— What you will do —
1) Please condense the paragraph in the soybean imports report that begins "Rosa Wang, an analyst" into a shorter version that keeps its main facts.
2) In the soybean imports report, revise the passage from "Demand in Communist" to "CCP virus (Covid-19)." so that "mass testing" reads "widespread testing".

— Selected passage —
China’s July Soybean Imports Fall amid Poor Crush Margins, Weaker Profits

China’s soybean imports fell 9.1 % in July from a year earlier, according to the customs data last Sunday, as poor crushing margins and weaker consumption in the world’s largest buyer of the oilseed reduced appetite for the cargo.

Communist China imported 7.88 million tons of oilseeds in July, compared with 8.67 million tons a year earlier, data from the General Administration of Customs showed last Sunday.

The imports were also down 4.5% from a month ago.

Soybean prices have soared this year as bad weather hurt production and exports from Brazil, Communist China’s top supplier.
Demand in Communist China is also weaker than a year ago, as cities such as Shenzhen, Shanghai, and Wuhan faced mass testing, with targeted lockdowns or restrictions to control the spread of the CCP virus (Covid-19).

Rosa Wang, an analyst at agriculture consultancy Shanghai JC Intelligence Co Ltd, said before the release of the customs data that the CCP virus lockdown had curbed consumption and negative profits had reduced pig farmers’ inventories.

Soybeans are pressed into soymeal, a key ingredient of pig feed, and soybean oil for cooking.

Wang added that low crushing margins and high import costs had also dampened crushers’ overseas purchases of soybeans.

— Study material —

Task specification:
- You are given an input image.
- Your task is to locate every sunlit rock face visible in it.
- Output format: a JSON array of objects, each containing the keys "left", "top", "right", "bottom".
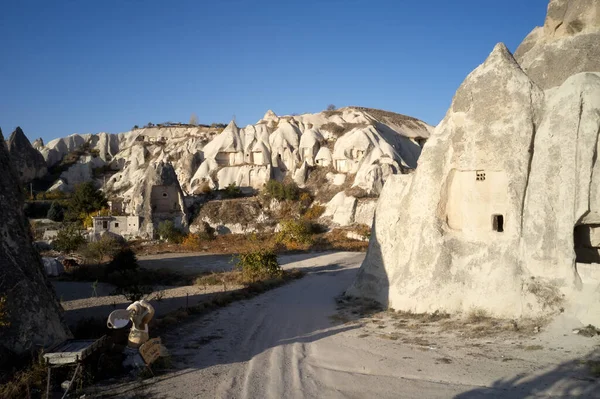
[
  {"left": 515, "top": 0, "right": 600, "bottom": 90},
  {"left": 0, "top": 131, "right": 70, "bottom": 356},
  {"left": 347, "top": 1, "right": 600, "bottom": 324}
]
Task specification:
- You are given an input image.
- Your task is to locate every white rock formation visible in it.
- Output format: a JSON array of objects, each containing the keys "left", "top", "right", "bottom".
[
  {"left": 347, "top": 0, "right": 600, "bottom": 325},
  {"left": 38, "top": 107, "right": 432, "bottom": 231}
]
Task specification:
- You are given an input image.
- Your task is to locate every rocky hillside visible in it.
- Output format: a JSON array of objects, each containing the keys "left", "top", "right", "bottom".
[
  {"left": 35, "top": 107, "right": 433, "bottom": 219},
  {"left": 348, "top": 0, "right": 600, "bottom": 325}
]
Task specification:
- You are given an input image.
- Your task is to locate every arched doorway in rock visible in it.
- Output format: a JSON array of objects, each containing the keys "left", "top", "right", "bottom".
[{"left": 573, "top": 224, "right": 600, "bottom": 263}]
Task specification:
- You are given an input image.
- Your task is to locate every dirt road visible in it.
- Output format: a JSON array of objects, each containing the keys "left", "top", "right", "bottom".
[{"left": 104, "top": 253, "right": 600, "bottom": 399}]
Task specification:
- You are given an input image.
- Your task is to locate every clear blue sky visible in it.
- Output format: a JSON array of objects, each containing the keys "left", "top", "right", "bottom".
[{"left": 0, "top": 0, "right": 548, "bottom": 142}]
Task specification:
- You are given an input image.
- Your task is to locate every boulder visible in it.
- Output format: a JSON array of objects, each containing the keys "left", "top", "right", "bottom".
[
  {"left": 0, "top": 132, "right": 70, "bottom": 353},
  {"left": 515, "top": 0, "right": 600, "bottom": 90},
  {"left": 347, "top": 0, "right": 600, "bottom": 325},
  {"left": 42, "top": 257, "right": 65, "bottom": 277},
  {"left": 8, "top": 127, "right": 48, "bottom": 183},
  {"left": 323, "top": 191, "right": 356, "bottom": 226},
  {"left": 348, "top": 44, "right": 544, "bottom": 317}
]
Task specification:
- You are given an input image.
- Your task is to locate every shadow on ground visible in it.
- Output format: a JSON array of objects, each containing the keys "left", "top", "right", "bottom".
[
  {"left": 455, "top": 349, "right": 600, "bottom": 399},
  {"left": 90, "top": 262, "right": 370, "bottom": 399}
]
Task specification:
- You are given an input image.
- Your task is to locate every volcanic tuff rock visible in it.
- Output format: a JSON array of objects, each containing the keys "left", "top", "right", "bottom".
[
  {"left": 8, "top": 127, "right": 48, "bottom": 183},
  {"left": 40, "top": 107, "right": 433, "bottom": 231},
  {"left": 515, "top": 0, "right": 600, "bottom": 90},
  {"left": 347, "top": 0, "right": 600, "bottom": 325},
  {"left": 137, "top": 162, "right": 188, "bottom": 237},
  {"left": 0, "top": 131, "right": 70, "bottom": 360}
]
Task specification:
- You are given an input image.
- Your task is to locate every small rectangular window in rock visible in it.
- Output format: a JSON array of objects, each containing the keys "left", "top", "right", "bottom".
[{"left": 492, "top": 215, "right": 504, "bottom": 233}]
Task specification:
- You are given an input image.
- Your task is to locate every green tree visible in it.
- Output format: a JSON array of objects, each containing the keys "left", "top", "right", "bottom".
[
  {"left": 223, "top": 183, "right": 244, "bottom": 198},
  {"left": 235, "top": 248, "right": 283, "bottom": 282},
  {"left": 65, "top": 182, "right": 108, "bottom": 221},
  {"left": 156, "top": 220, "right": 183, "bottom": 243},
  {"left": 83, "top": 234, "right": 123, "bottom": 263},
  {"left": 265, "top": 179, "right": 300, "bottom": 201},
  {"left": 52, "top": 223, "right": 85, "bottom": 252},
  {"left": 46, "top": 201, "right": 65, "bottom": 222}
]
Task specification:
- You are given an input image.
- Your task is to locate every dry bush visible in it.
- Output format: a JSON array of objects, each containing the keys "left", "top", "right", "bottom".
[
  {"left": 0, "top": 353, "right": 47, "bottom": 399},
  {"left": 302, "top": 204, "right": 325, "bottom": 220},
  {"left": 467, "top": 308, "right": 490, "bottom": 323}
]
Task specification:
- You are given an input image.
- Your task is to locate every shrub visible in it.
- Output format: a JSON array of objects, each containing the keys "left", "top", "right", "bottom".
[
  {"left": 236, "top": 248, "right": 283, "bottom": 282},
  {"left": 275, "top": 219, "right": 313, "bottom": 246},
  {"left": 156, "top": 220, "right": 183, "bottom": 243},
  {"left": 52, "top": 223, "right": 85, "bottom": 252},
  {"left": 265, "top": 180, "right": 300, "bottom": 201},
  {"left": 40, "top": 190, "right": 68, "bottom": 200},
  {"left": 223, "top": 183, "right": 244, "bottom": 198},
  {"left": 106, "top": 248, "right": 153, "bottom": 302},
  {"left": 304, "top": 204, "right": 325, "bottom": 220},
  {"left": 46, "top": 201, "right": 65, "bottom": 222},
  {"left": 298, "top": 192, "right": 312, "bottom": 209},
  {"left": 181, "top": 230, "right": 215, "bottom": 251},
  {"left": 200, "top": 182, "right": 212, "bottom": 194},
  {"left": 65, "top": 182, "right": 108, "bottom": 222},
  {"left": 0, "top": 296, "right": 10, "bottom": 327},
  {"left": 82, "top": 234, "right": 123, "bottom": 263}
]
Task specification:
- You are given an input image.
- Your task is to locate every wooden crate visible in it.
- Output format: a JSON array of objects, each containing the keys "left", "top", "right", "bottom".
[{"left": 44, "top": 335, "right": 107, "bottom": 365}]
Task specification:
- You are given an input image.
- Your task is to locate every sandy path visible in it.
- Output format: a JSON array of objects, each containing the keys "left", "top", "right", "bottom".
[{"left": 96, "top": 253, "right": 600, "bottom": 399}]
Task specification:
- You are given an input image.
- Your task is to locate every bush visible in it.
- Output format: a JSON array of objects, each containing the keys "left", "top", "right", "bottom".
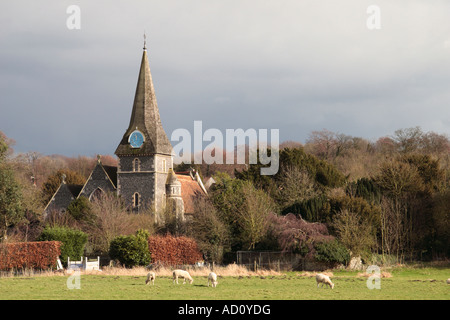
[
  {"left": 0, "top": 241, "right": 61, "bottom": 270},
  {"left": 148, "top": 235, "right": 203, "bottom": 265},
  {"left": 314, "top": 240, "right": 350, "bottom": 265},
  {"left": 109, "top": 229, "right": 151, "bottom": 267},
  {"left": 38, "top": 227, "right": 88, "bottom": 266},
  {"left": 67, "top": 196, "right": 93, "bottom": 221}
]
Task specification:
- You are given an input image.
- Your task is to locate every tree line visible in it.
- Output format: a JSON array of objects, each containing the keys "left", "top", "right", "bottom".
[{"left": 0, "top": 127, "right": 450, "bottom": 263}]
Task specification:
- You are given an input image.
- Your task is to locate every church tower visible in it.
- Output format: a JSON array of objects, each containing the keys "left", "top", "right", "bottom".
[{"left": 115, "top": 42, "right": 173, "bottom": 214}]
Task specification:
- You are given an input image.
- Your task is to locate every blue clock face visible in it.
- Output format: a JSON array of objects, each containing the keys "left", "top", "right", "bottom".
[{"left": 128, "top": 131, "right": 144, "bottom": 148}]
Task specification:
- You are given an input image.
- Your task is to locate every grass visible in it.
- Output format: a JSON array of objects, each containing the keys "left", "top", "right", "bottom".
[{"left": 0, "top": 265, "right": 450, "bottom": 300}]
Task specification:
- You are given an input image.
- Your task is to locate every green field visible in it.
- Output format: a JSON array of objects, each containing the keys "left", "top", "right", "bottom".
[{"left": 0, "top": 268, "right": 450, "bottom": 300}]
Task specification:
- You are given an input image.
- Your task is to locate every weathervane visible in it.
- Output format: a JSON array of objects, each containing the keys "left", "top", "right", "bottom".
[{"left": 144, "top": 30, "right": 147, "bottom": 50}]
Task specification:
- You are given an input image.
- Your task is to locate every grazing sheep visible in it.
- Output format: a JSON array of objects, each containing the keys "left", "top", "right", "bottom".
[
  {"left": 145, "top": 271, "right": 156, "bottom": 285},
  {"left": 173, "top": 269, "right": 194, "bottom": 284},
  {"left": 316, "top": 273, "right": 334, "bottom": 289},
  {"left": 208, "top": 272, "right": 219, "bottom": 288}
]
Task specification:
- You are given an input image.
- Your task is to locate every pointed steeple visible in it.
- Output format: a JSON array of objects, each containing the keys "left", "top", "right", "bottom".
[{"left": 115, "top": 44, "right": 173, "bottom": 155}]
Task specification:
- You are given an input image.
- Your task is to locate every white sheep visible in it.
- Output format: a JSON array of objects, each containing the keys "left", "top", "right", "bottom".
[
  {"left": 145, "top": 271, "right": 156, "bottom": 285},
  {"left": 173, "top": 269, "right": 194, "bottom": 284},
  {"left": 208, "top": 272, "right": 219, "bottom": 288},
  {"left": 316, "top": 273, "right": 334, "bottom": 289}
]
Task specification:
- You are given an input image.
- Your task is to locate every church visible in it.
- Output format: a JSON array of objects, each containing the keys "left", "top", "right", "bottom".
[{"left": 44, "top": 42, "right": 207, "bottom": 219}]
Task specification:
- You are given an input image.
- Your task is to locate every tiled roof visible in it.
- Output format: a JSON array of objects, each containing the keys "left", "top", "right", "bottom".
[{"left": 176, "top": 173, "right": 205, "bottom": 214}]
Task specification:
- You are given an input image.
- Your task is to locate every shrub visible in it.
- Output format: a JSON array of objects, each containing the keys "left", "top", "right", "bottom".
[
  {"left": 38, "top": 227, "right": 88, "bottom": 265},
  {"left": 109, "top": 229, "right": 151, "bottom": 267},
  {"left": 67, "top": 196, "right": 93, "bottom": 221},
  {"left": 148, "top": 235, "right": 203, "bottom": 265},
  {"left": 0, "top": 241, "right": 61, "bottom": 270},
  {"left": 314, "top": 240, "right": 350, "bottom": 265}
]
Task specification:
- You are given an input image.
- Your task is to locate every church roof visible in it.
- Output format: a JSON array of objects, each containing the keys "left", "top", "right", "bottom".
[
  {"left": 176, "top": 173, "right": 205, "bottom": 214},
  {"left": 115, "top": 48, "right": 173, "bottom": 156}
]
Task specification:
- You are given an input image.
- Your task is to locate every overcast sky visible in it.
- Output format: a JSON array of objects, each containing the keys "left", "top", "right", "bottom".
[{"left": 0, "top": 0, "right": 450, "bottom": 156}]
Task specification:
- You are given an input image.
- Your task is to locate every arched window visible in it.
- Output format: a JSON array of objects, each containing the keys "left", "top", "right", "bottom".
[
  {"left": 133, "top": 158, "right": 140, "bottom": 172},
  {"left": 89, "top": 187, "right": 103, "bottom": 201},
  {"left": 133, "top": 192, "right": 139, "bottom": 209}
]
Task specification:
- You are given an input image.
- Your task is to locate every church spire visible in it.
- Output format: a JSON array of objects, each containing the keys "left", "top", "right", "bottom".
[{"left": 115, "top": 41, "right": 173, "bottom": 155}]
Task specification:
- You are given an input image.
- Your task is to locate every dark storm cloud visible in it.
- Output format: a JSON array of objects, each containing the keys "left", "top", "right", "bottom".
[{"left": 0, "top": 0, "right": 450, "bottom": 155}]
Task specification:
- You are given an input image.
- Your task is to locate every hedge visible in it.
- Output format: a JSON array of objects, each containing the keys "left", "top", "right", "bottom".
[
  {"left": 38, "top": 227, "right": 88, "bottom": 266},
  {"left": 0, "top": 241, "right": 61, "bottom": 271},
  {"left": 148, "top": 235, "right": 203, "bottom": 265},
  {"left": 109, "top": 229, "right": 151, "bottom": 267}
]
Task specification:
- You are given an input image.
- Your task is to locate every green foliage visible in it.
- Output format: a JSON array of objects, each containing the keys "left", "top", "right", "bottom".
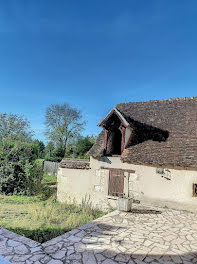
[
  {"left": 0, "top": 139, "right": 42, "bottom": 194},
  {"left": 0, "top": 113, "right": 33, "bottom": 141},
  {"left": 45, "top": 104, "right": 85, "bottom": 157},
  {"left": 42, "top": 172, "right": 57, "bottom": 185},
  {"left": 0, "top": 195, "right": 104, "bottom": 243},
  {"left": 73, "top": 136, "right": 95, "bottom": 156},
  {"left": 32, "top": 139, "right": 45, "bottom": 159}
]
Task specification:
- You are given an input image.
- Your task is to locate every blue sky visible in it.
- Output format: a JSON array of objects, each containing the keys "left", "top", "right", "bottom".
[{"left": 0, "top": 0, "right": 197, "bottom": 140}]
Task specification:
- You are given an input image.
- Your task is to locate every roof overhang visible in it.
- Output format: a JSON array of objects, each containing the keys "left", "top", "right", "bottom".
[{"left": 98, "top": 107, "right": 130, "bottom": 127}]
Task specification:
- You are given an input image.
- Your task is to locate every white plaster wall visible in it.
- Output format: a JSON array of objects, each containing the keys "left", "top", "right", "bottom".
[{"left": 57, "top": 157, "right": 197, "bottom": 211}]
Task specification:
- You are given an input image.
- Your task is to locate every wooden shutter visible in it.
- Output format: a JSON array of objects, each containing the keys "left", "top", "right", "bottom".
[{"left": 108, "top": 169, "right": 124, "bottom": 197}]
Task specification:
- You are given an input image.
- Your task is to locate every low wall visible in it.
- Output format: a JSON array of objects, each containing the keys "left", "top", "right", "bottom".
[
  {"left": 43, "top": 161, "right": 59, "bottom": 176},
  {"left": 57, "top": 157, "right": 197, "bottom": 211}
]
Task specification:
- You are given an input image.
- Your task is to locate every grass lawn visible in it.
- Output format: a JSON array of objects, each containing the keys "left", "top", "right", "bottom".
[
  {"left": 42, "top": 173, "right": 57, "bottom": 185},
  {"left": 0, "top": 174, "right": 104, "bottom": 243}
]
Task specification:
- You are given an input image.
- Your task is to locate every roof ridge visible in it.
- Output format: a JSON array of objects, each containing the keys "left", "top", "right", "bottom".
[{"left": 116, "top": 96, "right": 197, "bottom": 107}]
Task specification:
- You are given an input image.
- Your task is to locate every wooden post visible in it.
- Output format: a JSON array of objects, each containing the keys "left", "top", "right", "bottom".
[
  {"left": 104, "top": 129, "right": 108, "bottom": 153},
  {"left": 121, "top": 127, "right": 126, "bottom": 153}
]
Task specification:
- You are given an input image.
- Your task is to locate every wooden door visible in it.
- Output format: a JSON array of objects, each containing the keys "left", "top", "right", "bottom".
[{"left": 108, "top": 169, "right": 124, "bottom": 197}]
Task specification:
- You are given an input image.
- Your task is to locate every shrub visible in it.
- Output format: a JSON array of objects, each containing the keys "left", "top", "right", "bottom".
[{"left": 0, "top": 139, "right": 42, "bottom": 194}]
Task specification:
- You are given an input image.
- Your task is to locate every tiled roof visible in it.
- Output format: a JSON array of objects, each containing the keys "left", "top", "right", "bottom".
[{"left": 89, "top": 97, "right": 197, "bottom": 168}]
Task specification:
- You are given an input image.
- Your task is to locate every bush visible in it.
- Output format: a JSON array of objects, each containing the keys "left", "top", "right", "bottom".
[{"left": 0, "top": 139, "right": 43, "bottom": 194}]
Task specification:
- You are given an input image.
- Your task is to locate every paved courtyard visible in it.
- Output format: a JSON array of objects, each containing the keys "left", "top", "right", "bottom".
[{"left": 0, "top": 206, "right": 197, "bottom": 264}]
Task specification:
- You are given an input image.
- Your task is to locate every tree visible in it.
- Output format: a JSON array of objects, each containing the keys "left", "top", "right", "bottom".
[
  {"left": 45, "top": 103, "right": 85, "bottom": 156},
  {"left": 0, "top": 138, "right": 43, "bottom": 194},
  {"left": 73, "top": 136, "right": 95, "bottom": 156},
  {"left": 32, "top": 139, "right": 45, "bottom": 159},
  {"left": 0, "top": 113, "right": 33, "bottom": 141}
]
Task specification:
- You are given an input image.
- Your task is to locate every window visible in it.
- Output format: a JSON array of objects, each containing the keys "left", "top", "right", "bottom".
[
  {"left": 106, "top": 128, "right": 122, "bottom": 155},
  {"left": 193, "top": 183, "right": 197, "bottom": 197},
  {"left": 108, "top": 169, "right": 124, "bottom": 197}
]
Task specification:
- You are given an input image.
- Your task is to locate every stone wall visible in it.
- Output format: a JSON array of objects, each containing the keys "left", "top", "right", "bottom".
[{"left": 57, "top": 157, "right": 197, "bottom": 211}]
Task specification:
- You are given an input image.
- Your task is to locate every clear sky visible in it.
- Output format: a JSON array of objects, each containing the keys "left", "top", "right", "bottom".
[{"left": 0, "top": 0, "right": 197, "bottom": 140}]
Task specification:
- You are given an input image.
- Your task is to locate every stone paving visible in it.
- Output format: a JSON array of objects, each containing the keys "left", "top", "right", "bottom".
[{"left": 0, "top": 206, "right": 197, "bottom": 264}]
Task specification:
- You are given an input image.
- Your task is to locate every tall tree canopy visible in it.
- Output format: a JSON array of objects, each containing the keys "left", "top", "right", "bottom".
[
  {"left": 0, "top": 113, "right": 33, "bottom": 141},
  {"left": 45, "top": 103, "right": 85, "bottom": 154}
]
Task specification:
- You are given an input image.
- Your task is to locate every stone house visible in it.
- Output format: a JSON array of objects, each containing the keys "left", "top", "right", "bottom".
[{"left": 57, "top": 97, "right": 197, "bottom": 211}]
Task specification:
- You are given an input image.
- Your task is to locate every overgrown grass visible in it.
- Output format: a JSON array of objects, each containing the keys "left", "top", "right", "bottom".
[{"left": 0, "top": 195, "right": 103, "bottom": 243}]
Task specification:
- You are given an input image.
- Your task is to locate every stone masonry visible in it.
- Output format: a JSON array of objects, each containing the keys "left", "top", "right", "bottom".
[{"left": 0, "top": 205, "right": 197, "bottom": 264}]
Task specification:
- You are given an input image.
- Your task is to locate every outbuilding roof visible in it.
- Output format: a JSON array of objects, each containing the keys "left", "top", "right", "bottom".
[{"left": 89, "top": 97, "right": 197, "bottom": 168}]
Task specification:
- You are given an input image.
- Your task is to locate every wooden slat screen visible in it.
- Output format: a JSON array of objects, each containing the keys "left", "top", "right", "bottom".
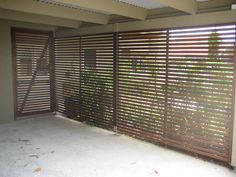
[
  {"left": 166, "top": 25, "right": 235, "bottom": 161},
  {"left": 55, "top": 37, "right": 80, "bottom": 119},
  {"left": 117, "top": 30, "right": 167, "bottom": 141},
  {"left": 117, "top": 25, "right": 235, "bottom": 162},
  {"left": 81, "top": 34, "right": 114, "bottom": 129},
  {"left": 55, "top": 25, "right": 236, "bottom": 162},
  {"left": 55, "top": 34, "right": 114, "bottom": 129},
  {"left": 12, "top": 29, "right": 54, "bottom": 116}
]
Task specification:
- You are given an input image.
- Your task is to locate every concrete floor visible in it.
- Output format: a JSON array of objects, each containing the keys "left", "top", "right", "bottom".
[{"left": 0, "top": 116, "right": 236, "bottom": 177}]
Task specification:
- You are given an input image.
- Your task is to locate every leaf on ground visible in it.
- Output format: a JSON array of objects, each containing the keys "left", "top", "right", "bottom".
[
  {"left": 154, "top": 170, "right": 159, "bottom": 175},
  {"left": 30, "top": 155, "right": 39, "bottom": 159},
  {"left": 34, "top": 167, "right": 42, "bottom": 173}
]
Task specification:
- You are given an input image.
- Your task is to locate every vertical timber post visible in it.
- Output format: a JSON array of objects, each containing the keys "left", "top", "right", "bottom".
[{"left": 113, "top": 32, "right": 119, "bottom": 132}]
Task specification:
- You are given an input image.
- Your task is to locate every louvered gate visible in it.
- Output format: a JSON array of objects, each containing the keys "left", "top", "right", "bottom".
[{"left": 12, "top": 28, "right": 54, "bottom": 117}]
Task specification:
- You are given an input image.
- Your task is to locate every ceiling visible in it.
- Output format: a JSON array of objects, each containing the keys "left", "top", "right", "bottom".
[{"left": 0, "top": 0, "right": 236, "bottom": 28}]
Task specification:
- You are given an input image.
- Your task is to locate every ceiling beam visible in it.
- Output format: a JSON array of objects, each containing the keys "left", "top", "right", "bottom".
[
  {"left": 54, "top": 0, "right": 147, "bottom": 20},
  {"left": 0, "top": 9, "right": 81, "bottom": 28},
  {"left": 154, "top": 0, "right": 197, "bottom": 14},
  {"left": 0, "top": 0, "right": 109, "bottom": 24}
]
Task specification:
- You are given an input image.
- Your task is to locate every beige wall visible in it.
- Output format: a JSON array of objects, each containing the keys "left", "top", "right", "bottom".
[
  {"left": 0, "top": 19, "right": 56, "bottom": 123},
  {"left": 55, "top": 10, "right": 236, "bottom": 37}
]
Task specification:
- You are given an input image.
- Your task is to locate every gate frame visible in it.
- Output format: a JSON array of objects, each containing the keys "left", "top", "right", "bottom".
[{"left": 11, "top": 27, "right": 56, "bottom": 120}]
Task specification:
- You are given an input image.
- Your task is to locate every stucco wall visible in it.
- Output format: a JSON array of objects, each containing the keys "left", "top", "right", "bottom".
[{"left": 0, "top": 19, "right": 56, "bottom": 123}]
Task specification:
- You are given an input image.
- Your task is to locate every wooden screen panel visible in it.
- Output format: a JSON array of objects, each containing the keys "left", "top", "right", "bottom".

— Answers in order —
1) Before the customs data came out, Rosa Wang, an analyst at agriculture consultancy Shanghai JC Intelligence Co Ltd, said the CCP virus lockdown had curbed consumption and negative profits had cut pig farmers' inventories.

2)
Demand in Communist China is also weaker than a year ago, as cities such as Shenzhen, Shanghai, and Wuhan faced widespread testing, with targeted lockdowns or restrictions to control the spread of the CCP virus (Covid-19).